Geen situatie waarin afgeleid belang niet wordt tegengeworpen
4.4.
Zoals al werd opgemerkt in 4.2.3, bestaat in sommige gevallen aanleiding om een derde niet tegen te werpen dat hij een afgeleid belang heeft. Dat is onder andere het geval als de betrokkenheid van zijn rechts- of belangpositie bij het besluit een zelfstandige aanspraak op rechtsbescherming rechtvaardigt. Het gaat hierbij bijvoorbeeld om situaties waarin een besluit primair van invloed is op de recht- en belangpositie van deze derde, situaties waarin de derde zelf de directe aanleiding is voor het besluit, of de aanvrager zelf feitelijk fungeert als doorgeefluik. [7] In dergelijke situaties wordt de derde toch aangemerkt als belanghebbende in de zin van artikel 1:2, eerste lid, aanhef en onder a, van de Awb.
4.4.1.
Van zo’n situatie is bij een besluit waarbij geweigerd wordt aan een cliënt een pgb te verstrekken, omdat niet is voldaan aan de in artikel 2.3.6, tweede lid, van de Wmo 2015 genoemde voorwaarden, geen sprake. Een dergelijk besluit richt zich, ook feitelijk, juist primair op de cliënt zelf, die de wens te kennen heeft gegeven de door hem benodigde ondersteuning zelf te willen inkopen, maar niet aan de voorwaarden daarvoor voldoet, die mede in zijn belang zijn gesteld.
Betekenis voor dit geschil
4.5.
Het gaat in deze zaak om de weigering om aan de aanvrager een maatwerkvoorziening voor individuele begeleiding in de vorm van een pgb te verstrekken. In het bestreden besluit ligt aan de weigering uitsluitend nog ten grondslag dat door een gebrek aan medewerking niet kan worden vastgesteld dat de aanvrager met hulp van zijn bewindvoerder in staat is om de aan een pgb verbonden taken op verantwoorde wijze uit te voeren en dat gewaarborgd is dat de benodigde individuele begeleiding veilig, doeltreffend en cliëntgericht zal worden verstrekt. De belangen van betrokkene zijn, reeds gelet op wat hiervoor is overwogen, niet rechtstreeks betrokken bij dit besluit. Ook doet zich geen situatie voor waarin een afgeleid belang niet aan betrokkene wordt tegengeworpen.

## GETOONDE ITEMS

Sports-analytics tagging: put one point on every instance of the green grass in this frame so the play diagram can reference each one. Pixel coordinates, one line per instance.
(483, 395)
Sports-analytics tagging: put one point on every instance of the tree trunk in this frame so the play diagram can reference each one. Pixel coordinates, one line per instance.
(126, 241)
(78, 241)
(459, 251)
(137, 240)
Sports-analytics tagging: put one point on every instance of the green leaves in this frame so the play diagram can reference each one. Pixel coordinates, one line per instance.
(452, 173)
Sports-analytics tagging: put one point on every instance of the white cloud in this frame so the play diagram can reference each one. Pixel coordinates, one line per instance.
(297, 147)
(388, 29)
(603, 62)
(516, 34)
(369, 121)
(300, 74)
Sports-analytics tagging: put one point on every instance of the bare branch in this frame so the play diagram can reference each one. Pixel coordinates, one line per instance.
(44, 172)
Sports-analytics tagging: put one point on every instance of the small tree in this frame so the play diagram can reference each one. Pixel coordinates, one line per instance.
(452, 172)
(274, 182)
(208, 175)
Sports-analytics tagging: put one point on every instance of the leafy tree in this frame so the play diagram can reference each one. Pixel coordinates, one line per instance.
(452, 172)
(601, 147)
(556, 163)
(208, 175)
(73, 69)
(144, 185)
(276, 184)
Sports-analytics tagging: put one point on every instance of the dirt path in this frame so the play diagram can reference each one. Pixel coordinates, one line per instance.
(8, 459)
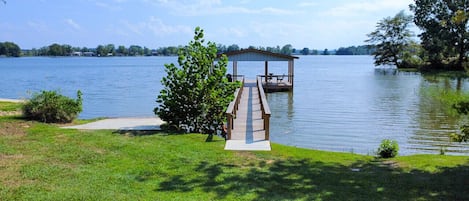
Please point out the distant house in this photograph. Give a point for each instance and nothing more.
(76, 54)
(89, 54)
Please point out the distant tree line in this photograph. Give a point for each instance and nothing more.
(444, 37)
(100, 51)
(10, 49)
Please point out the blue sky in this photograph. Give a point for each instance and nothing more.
(316, 24)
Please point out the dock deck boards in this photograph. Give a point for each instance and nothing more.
(248, 132)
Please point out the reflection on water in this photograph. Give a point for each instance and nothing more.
(352, 107)
(339, 103)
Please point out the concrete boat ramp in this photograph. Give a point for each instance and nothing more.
(128, 124)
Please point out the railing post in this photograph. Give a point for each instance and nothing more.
(229, 126)
(267, 126)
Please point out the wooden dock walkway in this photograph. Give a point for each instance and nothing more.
(248, 132)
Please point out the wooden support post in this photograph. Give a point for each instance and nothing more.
(229, 127)
(267, 126)
(235, 70)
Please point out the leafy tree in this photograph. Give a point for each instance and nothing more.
(53, 107)
(196, 94)
(391, 37)
(445, 36)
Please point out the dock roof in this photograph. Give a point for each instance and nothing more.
(257, 55)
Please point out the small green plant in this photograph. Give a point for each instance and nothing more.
(388, 149)
(52, 107)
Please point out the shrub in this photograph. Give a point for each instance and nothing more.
(52, 107)
(388, 149)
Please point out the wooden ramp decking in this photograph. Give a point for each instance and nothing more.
(248, 133)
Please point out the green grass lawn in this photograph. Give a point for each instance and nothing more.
(43, 162)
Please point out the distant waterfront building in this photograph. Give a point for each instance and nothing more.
(89, 54)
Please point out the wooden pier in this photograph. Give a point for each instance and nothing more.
(248, 119)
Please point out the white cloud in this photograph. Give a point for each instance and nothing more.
(72, 24)
(307, 4)
(38, 26)
(352, 8)
(215, 7)
(107, 6)
(157, 27)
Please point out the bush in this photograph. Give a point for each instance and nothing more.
(52, 107)
(388, 149)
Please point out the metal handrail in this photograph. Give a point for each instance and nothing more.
(264, 108)
(233, 108)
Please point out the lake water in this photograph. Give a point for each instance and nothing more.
(339, 103)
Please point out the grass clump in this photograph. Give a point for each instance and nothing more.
(52, 107)
(388, 149)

## LIJST MET OPDRACHTEN
a: In welk artikel van de Wmo 2015 staan volgens de paginatekst de voorwaarden voor het verstrekken van een pgb?
b: Neem alstublieft alles uit de items ongewijzigd over, vanaf de regel met "Please point out the railing" tot en met het einde van de items.

## ANTWOORDEN OEFENING
a: In artikel 2.3.6, tweede lid, van de Wmo 2015.

b:
Please point out the railing post in this photograph. Give a point for each instance and nothing more.
(229, 126)
(267, 126)
Please point out the wooden dock walkway in this photograph. Give a point for each instance and nothing more.
(248, 132)
Please point out the wooden support post in this photograph. Give a point for each instance and nothing more.
(229, 127)
(267, 126)
(235, 70)
Please point out the leafy tree in this photograph. Give a point for each instance and nothing more.
(53, 107)
(196, 94)
(391, 37)
(445, 36)
Please point out the dock roof in this photograph. Give a point for each instance and nothing more.
(257, 55)
Please point out the small green plant in this photograph. Give a point for each instance and nothing more.
(388, 149)
(52, 107)
Please point out the shrub in this photograph. Give a point for each instance and nothing more.
(52, 107)
(388, 149)
Please point out the wooden ramp decking in this photograph. Give a point for each instance and nothing more.
(248, 133)
Please point out the green grass lawn in this photograph. Give a point for each instance and nothing more.
(43, 162)
Please point out the distant waterfront building in this photograph. Give a point for each instance and nothing more.
(89, 54)
Please point out the wooden pier in this photograph. Give a point for each instance and nothing more.
(248, 119)
Please point out the white cloud in this photograph. Give a point for each instance and nothing more.
(72, 24)
(307, 4)
(38, 26)
(352, 8)
(215, 7)
(107, 6)
(157, 27)
Please point out the bush in this photograph. Give a point for each instance and nothing more.
(52, 107)
(388, 149)
Please point out the metal handrail in this photograph. Give a point for each instance and nothing more.
(264, 108)
(233, 108)
Please point out the lake water in this photograph. Give a point for each instance and nothing more.
(339, 103)
Please point out the grass clump in this photograph. Give a point for each instance and nothing more.
(52, 107)
(388, 149)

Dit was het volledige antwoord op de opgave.